**EXERCISE DIRECTIONS**
Using the listing below, extract each line that has the word "water" in it.
►
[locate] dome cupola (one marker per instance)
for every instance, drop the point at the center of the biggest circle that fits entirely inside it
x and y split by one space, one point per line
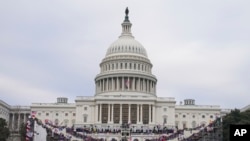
126 42
126 69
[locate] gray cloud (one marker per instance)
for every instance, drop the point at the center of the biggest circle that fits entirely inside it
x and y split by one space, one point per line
199 49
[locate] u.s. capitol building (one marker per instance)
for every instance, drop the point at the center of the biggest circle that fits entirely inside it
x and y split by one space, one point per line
125 93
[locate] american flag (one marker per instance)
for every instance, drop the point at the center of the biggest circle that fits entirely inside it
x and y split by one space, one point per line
33 113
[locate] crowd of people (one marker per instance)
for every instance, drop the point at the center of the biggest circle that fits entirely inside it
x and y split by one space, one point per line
85 133
204 131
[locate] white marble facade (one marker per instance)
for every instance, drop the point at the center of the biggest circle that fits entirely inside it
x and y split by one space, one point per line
125 92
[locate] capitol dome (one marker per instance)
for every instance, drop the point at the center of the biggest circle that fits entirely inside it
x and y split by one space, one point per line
126 69
126 44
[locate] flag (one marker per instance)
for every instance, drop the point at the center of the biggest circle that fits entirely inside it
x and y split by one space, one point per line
33 114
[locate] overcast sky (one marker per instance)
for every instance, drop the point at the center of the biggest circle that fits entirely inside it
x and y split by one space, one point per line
52 48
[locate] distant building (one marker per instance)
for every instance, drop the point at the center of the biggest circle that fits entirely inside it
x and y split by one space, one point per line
125 93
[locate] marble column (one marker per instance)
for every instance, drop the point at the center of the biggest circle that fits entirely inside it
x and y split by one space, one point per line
129 113
108 113
153 114
149 113
122 83
100 113
137 118
141 113
112 114
96 113
120 113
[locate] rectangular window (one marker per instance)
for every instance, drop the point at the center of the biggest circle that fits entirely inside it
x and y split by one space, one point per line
85 119
165 120
164 109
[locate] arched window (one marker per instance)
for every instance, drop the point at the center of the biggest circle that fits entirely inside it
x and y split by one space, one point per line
85 118
56 121
66 122
193 124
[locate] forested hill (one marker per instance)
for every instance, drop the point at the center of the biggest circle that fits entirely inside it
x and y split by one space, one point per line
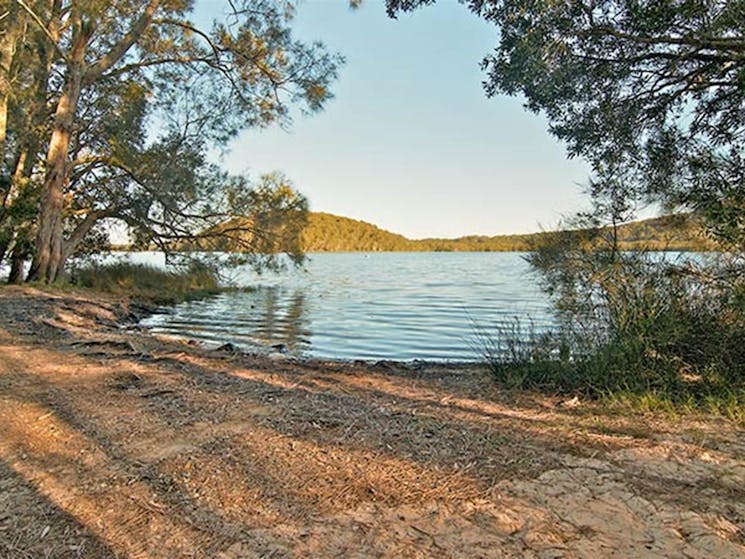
332 233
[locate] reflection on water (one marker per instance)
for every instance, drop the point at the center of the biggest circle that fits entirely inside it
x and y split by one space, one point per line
368 306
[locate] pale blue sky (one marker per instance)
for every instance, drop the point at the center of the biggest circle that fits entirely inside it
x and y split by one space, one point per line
410 142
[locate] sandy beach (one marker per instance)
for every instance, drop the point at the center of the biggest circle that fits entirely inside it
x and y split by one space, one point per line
117 443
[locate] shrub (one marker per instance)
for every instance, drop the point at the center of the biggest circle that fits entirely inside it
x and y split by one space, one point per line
632 323
148 282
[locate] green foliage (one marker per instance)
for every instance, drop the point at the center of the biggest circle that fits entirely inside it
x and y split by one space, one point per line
157 94
148 283
632 326
649 93
330 233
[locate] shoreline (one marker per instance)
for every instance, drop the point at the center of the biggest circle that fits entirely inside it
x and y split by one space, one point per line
121 444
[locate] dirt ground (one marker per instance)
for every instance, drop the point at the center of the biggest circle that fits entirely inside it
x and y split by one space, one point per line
114 443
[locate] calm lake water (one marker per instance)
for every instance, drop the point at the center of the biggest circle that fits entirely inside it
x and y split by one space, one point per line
398 306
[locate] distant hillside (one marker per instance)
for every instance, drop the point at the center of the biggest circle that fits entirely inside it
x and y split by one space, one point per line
332 233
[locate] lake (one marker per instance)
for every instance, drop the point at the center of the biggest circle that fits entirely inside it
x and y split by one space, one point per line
399 306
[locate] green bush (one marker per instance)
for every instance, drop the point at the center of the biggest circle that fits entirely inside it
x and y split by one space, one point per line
632 324
148 282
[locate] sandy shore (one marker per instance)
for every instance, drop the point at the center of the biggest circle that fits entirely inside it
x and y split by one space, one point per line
115 443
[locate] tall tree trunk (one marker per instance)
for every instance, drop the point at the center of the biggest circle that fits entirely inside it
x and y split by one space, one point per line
17 257
48 250
8 40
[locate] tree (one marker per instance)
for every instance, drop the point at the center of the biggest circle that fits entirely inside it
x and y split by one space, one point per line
656 86
196 86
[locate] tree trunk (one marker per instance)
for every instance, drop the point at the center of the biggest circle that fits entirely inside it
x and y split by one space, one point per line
8 43
48 250
4 245
17 258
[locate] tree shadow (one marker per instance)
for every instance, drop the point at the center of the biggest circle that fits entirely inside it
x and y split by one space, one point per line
31 525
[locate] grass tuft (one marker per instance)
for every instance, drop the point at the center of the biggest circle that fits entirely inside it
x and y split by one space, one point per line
149 283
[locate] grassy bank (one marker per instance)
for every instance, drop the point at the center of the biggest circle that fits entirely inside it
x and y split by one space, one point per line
634 331
148 283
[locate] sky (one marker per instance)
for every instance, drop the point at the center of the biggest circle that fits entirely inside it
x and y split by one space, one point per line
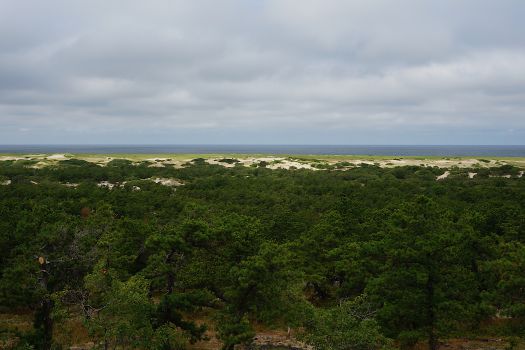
262 72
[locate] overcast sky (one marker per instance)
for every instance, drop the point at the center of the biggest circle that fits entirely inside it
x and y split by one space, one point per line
262 71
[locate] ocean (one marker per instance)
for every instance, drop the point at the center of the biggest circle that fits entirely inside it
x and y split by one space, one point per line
372 150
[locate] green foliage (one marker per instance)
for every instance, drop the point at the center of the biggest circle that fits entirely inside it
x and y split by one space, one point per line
249 245
349 325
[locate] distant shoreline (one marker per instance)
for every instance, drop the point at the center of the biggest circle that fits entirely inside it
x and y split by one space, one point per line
353 151
272 161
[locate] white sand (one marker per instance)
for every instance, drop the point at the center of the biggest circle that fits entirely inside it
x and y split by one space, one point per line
57 157
167 182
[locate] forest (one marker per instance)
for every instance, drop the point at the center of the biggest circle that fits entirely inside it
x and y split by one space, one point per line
362 258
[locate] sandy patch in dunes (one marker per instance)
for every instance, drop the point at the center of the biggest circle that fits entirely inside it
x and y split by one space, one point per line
167 181
57 157
4 158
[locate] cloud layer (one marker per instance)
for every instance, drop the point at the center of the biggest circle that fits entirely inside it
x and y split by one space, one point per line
262 71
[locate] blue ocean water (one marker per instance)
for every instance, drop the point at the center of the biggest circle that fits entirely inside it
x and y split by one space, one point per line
379 150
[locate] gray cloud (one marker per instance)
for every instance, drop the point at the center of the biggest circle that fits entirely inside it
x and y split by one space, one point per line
262 71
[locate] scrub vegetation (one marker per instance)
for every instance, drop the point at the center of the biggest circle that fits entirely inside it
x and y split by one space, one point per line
349 255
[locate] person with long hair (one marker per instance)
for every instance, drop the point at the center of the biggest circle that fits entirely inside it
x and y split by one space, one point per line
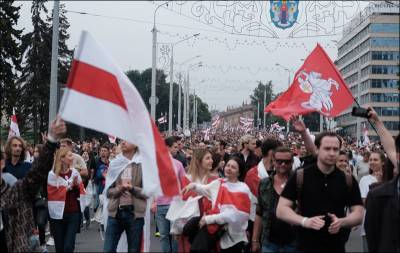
16 200
199 172
15 152
227 219
376 163
65 188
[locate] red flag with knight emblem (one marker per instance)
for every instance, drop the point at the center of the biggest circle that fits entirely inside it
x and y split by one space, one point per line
317 87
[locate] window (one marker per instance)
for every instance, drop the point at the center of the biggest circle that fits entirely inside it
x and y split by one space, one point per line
392 125
387 111
365 58
384 97
365 71
385 42
385 83
385 55
364 99
354 90
351 79
365 85
384 69
384 28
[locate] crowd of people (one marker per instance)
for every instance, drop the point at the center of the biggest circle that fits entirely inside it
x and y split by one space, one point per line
240 192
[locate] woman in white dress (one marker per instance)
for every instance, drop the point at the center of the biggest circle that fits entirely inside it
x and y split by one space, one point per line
376 163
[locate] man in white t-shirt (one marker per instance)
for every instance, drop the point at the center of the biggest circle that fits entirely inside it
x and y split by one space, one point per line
362 166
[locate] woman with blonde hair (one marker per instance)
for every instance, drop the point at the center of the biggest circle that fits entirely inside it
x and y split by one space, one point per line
190 205
65 189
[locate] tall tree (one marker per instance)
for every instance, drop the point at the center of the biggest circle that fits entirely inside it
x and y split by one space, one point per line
35 78
9 55
258 98
35 75
142 82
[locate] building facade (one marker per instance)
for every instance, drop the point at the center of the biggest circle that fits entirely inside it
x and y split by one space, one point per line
368 58
231 117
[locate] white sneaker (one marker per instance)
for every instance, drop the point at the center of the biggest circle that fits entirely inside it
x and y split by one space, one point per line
50 242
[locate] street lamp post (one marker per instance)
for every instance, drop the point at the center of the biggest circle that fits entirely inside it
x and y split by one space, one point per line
286 69
195 106
180 90
53 103
186 96
171 82
154 65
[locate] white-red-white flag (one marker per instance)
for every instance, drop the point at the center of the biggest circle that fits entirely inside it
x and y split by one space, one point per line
100 96
162 120
14 130
112 139
365 135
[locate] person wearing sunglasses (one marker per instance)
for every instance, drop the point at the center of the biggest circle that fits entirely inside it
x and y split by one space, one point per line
277 235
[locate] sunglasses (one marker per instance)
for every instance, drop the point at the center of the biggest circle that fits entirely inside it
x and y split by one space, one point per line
279 161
◄
**RESULT**
[locate] reflection on water (one marker per instance)
[locate] calm lake water (one marker per instance)
[locate] blue ocean water (one marker per instance)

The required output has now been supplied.